--- Begin ---
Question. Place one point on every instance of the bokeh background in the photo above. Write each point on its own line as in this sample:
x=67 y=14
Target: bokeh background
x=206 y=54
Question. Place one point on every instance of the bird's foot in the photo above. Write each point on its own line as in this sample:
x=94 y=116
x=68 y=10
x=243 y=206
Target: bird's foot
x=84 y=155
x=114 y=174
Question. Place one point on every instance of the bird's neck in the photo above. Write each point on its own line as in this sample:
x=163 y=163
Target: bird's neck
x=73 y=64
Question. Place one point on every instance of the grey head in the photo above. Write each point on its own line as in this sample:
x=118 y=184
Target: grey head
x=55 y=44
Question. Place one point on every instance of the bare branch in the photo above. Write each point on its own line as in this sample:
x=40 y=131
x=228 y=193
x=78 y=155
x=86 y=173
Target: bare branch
--- End ---
*Stated problem*
Transcribe every line of the records above word for word, keeping the original line breaks.

*Response to the exercise*
Question. Place one point on every instance of the bokeh background in the photo above. Write each point on its own line as in this sample:
x=67 y=14
Target: bokeh background
x=206 y=54
Question. Place one point on every instance of the bird's foot in the photo above. Write each point on its own line as in this sample:
x=94 y=116
x=68 y=10
x=243 y=206
Target: bird's foot
x=84 y=155
x=114 y=174
Question. Place one point on every instance of the bird's neck in the photo above. Write each point on its own line as in this sample:
x=163 y=163
Target: bird's neck
x=73 y=64
Question. Place one point on every instance of the grey head in the photo above. Write each point on its own line as in this sample:
x=118 y=184
Target: grey head
x=55 y=44
Question. Place one point on every instance of the bare branch in the photo above. Write each point on its own line as in this sample:
x=40 y=131
x=228 y=193
x=78 y=155
x=86 y=173
Target: bare branch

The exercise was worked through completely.